INAH based its rejection of the request on the fact that the US firm “neither has the intention to do research nor the backing of archaeologists or of an academic institution of recognised prestige, conditions without which it is impossible to authorise this type of initiative”.

The institution explained that the two requests by Odyssey concerned the exploration of the Nuestra Senora del Juncal, a galleon that sank in the Bay of Campeche in 1631 and that has “always been in the sights of treasure hunters”.

The galleon was part of the Fleet of New Spain composed of 19 royal vessels that set sail from Mexico for Spain Oct 14, 1631, loaded with precious goods.

Most of the boats sank in Mexican waters in a storm, INAH said, adding that it began its own search for the vessel in 1995.

The first investigations were conducted in the archives of Mexico, Spain and Cuba, as well as at sea using a network of remote sensors and a geographic positioning system, INAH said.

Since the 1970s, INAH has denied more than 30 requests from Mexicans and foreigners to remove objects, including gold bullion, from vessels submerged in Mexican waters.

“All the requests, some of them ridiculous and others very well formulated, include the intention of salvaging these vessels that have cargoes important in economic terms (gold, silver and precious stones), alleging that (such items are) not historical. This is an error of conception,” said Pilar Luna Erreguerena, the assistant director of Underwater Archaeology at INAH.

She said that “a vessel is a ‘time capsule’ and everything it contains is historical, archaeological material”.

In 2006, Mexico ratified the UN Convention on Protection of Underwater Cultural Heritage, a legal instrument that obliges signatories not to negotiate away that legacy and which went into effect in Mexico at the beginning of this year, INAH said.

Mexico has 11,000 km of coastline and its territory extends out into the sea as much as 200 nautical miles, within which different jurisdictional regimes are in force.

Odyssey is involved in a contentious dispute with the Spanish government in US federal court over the ownership of treasure valued as $500 million that the company found with the wreck of the Spanish frigate Nuestra Senora de las Mercedes, which sank in 1804 in the Atlantic Ocean.

● ● ●

* **Required tasks**:
a) According to the news article, in what year did the Nuestra Senora del Juncal sink?
b) Rewrite the news article starting with "Since the 1970s, INAH" and going on through "year, INAH said.", swapping "time capsule" for "sealed archive".
The listing that comes after the news article is separate material.

* **Data block**:

● ● ●

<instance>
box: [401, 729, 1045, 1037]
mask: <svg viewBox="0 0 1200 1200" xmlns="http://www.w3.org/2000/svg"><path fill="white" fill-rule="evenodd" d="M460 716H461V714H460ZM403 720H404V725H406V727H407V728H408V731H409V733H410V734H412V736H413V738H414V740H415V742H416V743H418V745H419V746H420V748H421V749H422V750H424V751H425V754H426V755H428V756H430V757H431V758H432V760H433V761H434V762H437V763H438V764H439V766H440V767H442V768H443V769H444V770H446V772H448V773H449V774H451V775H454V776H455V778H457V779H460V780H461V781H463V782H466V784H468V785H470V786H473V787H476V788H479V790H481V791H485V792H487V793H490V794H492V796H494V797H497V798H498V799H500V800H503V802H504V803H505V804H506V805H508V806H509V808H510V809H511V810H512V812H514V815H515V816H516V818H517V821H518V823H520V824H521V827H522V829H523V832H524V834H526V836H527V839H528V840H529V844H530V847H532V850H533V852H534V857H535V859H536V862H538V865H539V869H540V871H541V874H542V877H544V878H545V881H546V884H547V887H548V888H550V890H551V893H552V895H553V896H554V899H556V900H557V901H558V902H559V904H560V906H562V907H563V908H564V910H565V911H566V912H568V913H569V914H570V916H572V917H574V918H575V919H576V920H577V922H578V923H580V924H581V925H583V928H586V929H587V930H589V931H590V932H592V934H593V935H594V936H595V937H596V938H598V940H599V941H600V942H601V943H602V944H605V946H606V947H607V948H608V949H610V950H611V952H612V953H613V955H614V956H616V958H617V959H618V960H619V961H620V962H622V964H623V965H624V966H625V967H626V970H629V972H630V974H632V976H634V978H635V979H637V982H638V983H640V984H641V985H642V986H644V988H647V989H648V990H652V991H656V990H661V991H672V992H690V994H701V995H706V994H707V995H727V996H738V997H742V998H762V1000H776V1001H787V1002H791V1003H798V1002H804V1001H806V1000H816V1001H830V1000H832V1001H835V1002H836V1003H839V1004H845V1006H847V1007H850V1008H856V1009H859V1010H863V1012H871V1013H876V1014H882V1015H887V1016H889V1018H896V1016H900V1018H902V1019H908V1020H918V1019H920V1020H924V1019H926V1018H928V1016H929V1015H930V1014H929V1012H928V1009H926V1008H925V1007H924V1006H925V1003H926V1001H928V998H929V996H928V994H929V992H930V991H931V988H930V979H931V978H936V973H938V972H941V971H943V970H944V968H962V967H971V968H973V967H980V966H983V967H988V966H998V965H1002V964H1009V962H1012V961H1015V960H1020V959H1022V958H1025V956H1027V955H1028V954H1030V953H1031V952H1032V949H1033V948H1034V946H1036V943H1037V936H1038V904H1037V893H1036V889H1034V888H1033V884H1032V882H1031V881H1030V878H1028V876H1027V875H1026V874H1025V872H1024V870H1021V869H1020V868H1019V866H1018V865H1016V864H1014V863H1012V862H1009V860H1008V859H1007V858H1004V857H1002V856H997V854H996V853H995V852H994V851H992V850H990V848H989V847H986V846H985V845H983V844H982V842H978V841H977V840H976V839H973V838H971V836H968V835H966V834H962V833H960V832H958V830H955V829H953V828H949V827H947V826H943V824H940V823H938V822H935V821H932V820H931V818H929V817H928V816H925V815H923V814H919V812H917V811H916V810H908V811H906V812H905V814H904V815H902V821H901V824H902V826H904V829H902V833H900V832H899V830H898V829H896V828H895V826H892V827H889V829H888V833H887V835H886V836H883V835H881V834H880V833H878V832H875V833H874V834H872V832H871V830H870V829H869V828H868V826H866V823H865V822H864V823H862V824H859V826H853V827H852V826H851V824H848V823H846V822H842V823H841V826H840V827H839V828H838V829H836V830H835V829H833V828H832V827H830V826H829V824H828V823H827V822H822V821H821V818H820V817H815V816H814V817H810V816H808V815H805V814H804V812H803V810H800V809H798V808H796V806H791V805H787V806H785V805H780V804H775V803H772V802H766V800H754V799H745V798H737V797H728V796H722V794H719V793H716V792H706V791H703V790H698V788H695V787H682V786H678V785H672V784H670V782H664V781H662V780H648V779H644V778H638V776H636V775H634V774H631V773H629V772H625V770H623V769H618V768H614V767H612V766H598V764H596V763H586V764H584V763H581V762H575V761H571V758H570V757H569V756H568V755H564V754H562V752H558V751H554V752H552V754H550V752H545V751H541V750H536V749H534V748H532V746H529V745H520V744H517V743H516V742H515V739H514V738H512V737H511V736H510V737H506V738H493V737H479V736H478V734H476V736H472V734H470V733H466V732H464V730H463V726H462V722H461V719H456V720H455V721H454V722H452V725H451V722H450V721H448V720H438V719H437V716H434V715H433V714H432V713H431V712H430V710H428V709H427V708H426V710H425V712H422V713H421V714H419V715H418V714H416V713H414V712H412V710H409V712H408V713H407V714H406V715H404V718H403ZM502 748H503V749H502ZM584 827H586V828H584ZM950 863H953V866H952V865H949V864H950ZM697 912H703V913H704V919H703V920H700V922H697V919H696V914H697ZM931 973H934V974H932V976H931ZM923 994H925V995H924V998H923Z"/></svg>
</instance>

● ● ●

* **Answers per task**:
a) 1631

b)
Since the 1970s, INAH has denied more than 30 requests from Mexicans and foreigners to remove objects, including gold bullion, from vessels submerged in Mexican waters.

“All the requests, some of them ridiculous and others very well formulated, include the intention of salvaging these vessels that have cargoes important in economic terms (gold, silver and precious stones), alleging that (such items are) not historical. This is an error of conception,” said Pilar Luna Erreguerena, the assistant director of Underwater Archaeology at INAH.

She said that “a vessel is a ‘sealed archive’ and everything it contains is historical, archaeological material”.

In 2006, Mexico ratified the UN Convention on Protection of Underwater Cultural Heritage, a legal instrument that obliges signatories not to negotiate away that legacy and which went into effect in Mexico at the beginning of this year, INAH said.